Both the asocial and social conditions included the same four choice tasks: two familiarization (FAM) tasks followed by two test tasks. In each of the four choice tasks, actors were presented with a pair of different payoff options to choose between (option 1 and option 2), where each pair differed in the distribution of payoffs to the actor and recipient.
In the test trials, actors chose between a prosocial outcome and a selfish outcome. In the CSG (a simplified dictator game), actors chose between one option that provided two real and visible food rewards to themselves and nothing to their partner (2/0) and a second option that provided one reward to themselves and one reward to their partner (1/1). In the PG, actors chose between one option that provided one reward for themselves and nothing for their partner (1/0) and another that provided one reward to both themselves and their partners (1/1).

*Object location annotation data*
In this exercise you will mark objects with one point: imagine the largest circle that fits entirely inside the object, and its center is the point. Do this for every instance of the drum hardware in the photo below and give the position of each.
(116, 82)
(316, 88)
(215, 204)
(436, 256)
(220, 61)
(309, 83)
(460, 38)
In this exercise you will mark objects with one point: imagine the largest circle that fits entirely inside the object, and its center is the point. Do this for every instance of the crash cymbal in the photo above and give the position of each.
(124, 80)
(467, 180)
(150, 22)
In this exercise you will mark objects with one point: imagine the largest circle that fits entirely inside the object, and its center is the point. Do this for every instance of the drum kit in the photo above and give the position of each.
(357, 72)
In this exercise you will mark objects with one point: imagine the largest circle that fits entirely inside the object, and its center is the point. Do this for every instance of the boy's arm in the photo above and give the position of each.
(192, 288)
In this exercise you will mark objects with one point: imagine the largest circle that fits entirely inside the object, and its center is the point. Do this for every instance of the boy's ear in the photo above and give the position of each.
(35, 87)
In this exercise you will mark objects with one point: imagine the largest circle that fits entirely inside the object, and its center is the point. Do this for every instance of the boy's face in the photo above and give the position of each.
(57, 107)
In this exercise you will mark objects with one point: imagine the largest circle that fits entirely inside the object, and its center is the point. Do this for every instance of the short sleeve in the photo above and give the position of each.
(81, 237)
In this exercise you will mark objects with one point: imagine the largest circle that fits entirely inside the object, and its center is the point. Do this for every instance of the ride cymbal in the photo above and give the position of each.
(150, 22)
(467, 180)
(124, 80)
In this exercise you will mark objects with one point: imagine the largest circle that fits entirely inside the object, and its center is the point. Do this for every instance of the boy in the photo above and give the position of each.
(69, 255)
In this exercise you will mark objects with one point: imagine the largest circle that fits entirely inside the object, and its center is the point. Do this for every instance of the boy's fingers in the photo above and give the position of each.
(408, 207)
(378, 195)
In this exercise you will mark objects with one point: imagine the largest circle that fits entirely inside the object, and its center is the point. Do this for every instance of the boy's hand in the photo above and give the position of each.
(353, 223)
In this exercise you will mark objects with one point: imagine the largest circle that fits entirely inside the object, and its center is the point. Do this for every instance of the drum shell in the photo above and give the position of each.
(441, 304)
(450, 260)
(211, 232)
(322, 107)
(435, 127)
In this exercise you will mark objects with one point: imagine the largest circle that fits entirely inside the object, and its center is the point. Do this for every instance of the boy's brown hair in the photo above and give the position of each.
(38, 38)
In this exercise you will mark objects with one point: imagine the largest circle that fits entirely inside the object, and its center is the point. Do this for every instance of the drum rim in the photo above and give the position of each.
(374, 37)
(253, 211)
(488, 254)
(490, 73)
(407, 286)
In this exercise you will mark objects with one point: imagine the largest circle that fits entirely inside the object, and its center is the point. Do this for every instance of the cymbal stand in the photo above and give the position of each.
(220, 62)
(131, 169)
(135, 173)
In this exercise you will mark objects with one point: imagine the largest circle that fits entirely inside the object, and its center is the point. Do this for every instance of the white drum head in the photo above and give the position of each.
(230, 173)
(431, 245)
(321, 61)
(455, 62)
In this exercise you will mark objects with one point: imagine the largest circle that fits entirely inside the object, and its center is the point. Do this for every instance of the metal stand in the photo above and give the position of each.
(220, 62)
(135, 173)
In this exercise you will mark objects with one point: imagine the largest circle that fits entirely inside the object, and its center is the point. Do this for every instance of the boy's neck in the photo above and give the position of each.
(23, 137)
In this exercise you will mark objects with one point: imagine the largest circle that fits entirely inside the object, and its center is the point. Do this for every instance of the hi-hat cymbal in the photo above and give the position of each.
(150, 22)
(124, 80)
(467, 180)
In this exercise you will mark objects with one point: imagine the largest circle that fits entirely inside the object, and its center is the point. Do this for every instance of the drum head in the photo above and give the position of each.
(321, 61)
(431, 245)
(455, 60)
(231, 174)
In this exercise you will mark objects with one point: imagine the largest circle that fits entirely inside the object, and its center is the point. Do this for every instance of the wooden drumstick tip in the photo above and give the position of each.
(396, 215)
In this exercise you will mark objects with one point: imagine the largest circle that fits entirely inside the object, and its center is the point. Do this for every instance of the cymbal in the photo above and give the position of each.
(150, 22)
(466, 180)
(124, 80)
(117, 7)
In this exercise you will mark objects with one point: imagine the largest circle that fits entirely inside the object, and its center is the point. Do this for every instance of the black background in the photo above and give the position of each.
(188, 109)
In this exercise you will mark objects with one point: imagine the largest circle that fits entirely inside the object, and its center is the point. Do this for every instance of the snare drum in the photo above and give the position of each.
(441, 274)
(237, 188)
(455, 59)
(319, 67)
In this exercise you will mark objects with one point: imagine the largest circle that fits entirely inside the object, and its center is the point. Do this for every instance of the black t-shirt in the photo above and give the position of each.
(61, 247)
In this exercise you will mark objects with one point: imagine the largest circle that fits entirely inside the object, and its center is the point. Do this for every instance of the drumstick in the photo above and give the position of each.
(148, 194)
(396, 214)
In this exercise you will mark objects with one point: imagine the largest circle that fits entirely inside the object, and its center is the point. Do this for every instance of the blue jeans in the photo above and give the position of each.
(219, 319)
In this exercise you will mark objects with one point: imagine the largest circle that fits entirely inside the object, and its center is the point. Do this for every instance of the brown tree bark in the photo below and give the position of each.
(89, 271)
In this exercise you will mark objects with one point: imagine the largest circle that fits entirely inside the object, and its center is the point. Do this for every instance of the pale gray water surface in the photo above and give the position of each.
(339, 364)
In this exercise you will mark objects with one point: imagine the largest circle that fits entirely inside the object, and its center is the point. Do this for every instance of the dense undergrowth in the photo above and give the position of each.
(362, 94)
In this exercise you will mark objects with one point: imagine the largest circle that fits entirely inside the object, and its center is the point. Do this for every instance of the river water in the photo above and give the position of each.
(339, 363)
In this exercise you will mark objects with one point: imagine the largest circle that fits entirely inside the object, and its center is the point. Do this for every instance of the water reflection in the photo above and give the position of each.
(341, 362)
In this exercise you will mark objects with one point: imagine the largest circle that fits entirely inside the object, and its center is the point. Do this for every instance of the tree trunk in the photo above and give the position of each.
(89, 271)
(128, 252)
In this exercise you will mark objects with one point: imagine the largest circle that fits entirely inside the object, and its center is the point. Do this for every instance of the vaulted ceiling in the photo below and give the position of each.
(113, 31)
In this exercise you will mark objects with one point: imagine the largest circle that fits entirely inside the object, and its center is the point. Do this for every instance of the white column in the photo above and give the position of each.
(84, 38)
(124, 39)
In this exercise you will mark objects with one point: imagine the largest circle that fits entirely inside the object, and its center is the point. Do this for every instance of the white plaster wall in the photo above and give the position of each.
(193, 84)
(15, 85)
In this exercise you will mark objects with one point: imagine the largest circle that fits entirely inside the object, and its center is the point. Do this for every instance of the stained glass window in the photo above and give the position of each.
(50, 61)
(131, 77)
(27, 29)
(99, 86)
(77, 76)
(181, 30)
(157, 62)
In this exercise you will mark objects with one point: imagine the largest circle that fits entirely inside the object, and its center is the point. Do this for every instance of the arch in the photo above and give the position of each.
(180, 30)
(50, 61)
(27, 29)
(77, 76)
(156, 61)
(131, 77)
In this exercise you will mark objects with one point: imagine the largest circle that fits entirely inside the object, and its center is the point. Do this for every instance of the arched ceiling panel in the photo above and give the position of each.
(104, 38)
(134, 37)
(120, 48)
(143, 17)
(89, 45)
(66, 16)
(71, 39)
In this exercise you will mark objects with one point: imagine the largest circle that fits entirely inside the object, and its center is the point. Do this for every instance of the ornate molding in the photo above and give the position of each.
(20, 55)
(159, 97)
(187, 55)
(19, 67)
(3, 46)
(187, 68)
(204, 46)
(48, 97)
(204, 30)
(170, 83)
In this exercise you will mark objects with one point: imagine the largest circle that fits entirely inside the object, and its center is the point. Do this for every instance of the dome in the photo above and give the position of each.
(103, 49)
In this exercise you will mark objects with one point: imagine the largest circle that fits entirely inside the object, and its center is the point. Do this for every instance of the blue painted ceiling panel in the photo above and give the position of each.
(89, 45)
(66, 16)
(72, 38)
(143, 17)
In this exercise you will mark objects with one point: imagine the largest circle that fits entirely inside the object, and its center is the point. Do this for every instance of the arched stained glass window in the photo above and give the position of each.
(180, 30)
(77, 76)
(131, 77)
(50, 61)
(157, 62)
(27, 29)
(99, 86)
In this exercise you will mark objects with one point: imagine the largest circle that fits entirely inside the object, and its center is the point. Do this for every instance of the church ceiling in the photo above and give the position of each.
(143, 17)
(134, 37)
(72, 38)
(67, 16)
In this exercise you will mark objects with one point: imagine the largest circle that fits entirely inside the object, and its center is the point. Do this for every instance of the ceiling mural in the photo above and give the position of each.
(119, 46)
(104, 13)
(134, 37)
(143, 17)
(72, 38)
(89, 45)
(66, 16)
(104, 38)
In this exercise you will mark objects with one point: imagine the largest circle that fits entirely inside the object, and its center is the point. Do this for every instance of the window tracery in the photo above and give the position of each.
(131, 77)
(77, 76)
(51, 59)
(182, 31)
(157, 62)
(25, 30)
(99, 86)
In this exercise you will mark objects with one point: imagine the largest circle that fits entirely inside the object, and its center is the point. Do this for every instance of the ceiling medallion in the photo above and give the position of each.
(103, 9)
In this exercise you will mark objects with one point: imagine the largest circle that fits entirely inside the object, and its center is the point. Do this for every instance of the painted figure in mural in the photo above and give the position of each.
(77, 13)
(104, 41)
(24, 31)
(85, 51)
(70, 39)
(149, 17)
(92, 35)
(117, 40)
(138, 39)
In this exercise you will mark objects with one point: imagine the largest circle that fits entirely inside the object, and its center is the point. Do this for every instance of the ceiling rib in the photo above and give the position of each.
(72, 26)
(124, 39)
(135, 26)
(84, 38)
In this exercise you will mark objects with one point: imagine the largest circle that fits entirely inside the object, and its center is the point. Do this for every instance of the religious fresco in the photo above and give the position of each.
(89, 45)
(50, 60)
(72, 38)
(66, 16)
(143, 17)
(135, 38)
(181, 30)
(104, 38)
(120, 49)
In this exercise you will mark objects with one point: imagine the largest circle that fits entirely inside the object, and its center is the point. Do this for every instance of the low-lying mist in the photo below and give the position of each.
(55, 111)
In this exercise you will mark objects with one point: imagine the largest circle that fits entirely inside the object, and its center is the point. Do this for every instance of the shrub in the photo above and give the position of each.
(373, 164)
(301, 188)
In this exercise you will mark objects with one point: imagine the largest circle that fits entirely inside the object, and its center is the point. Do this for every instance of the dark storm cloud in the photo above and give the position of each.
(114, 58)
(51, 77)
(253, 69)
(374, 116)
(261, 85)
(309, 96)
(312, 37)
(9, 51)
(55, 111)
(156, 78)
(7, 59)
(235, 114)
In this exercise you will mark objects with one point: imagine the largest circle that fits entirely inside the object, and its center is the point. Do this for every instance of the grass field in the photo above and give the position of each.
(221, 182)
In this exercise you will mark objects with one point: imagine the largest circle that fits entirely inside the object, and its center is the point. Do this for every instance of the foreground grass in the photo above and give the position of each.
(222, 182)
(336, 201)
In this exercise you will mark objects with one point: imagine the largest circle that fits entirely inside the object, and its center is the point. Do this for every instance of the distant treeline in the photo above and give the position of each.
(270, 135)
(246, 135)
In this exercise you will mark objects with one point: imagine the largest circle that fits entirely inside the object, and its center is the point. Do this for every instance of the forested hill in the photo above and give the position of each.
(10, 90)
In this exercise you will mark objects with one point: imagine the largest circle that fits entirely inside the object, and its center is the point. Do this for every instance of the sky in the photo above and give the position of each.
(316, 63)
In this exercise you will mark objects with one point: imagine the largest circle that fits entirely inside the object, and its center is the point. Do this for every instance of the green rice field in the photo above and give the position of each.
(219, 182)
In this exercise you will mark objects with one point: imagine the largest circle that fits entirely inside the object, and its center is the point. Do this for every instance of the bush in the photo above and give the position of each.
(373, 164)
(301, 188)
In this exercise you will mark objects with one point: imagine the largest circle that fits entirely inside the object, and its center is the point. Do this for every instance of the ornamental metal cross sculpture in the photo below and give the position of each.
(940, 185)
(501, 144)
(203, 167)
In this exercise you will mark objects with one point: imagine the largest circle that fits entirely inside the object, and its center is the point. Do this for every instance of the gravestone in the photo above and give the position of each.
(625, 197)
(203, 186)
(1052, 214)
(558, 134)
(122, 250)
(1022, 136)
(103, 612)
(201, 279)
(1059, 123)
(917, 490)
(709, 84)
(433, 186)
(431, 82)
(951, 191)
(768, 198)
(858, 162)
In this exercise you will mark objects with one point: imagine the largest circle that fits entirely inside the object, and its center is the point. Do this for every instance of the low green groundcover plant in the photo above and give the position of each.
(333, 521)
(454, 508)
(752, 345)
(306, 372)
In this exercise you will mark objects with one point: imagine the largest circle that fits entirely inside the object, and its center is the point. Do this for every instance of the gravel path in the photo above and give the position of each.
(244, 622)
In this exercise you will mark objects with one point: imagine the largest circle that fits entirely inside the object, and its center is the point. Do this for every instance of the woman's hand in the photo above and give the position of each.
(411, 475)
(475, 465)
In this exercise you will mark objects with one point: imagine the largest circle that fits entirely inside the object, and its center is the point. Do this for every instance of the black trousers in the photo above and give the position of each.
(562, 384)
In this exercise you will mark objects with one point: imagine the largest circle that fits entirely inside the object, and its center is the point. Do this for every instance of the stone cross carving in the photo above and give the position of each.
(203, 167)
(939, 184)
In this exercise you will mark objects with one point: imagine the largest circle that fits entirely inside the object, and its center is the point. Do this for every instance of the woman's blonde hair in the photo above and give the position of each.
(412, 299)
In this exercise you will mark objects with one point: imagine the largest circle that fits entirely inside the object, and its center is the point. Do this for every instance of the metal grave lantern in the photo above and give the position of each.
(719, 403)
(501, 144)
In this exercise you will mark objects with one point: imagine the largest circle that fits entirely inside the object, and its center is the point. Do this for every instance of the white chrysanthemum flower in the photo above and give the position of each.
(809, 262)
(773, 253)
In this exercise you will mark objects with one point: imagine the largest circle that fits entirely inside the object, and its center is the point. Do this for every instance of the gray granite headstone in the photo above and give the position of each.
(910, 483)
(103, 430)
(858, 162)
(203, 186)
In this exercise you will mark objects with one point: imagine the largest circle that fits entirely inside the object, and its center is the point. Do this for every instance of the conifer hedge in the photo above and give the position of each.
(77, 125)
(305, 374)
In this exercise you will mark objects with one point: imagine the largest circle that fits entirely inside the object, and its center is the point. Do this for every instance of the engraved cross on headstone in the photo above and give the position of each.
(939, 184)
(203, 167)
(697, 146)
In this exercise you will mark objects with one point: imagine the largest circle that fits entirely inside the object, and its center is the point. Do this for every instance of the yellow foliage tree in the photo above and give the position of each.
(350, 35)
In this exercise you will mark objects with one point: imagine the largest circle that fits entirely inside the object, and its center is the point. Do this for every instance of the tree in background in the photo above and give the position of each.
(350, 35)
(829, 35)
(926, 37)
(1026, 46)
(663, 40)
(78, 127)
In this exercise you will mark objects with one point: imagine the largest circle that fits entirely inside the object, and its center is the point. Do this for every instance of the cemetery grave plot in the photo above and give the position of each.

*SET OF TASKS*
1) According to the passage on the choice tasks, how many familiarization tasks came before the test tasks?
2) Could you continue the passage on the choice tasks, starting after its last sentence?

*RESULTS OF THE TASKS*
1) Two familiarization tasks came before the test tasks.

2)
The FAM trials were designed to provide actors with the experience of recipients obtaining a reward and the experience of recipients obtaining nothing. In FAM1, actors chose between one option that provided two rewards to both themselves and to their partner (2/2) and a second option that provided one reward to themselves and one reward to their partner (1/1). In FAM2, actors chose between one option that provided two rewards for themselves and nothing for their partner (2/0) and another option that provided one reward to themselves and nothing to their partners (1/0). Thus, after both FAM trials, actors had seen a recipient obtain a reward in one trial and not obtain a reward in another trial.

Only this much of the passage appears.